Raw records –

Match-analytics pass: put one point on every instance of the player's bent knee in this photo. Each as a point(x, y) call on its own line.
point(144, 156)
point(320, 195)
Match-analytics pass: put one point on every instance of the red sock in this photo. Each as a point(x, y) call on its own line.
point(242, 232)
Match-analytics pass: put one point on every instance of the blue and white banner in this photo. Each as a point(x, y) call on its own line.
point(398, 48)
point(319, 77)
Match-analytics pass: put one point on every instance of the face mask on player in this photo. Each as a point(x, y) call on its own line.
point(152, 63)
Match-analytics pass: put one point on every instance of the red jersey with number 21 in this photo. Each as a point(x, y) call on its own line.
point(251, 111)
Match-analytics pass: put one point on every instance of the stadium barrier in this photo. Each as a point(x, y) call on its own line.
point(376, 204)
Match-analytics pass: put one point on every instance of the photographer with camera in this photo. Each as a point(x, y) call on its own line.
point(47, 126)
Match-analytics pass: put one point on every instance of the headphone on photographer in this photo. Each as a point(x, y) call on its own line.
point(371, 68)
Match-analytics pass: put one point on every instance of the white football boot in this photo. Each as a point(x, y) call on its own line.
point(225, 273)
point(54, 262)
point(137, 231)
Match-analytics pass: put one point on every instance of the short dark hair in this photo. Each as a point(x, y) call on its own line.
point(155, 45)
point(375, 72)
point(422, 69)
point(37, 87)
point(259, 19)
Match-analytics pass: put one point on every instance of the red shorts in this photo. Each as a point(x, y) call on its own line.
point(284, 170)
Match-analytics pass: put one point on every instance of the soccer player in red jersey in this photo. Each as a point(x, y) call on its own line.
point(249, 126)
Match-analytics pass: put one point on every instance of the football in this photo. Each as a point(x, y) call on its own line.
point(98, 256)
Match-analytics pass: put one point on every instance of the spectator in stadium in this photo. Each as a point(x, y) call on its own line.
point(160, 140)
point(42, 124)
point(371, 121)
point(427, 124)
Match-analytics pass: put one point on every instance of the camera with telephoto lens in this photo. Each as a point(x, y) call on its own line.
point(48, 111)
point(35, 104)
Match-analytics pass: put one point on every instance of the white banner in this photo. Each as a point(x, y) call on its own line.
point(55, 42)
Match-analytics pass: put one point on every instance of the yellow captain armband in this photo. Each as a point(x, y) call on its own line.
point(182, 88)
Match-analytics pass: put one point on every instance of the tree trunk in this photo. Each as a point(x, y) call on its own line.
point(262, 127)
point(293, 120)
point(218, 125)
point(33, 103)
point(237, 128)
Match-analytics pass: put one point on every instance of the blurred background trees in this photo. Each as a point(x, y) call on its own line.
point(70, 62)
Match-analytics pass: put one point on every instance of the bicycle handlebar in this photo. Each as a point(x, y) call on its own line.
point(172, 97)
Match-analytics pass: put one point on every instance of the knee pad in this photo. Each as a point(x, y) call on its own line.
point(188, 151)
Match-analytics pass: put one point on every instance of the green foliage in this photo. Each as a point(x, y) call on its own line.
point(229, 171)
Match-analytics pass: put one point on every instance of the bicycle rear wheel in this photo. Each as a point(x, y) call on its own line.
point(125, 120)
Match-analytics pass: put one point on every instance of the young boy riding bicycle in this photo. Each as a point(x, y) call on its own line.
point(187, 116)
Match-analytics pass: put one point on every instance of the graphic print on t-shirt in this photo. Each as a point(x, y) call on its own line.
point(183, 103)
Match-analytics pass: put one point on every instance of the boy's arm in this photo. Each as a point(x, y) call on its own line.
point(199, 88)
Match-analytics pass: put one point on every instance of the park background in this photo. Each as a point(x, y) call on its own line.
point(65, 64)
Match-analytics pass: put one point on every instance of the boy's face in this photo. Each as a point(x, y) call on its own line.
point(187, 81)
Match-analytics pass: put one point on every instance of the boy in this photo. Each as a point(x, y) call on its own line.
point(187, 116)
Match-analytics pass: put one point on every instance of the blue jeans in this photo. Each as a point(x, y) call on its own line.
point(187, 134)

Aim of the exercise – Please write out the rows again, starting with the line with "of the football" and going on through the line with "point(188, 151)", both ends included. Keep every line, but multiply each point coordinate by 2.2 and round it to a whole number, with halves rounded up.

Output for this task –
Match-analytics pass: put one point on every instance of the football in this photo. Each as a point(x, y) call on its own line.
point(216, 563)
Match-analytics pass: put one point on every instance of the spectator in stadium in this photo. Each as a point(x, y) call on its own line.
point(352, 308)
point(92, 273)
point(816, 266)
point(939, 273)
Match-analytics pass: put one point on every instance of the camera with telephoto lens in this photo. Each as a point(x, y) call on its own line.
point(106, 244)
point(77, 229)
Match-analytics pass: put one point on every instance of the white banner in this photo. Each as a point(x, y) call on its own line.
point(121, 92)
Match-analytics pass: put one point on every instance of the yellow captain armband in this photo. Each as a point(x, y) call on its own line.
point(400, 194)
Match-analytics pass: put one point on every instance of the tree trunk in this photo. Each as a point(x, y) call on its own line.
point(576, 279)
point(645, 264)
point(480, 275)
point(73, 227)
point(521, 282)
Match-analytics pass: put one point on every instance of the blurred background trees in this photo. Each as a point(x, y) call on its own line.
point(154, 136)
Match-analytics pass: put one point on every instance of the bicycle handlebar in this photo. Each as a point(x, y) call on its own line.
point(378, 213)
Match-analytics pass: put one point on every instance of the knee pad in this photo. Each as a point(x, y) call on its own line.
point(414, 332)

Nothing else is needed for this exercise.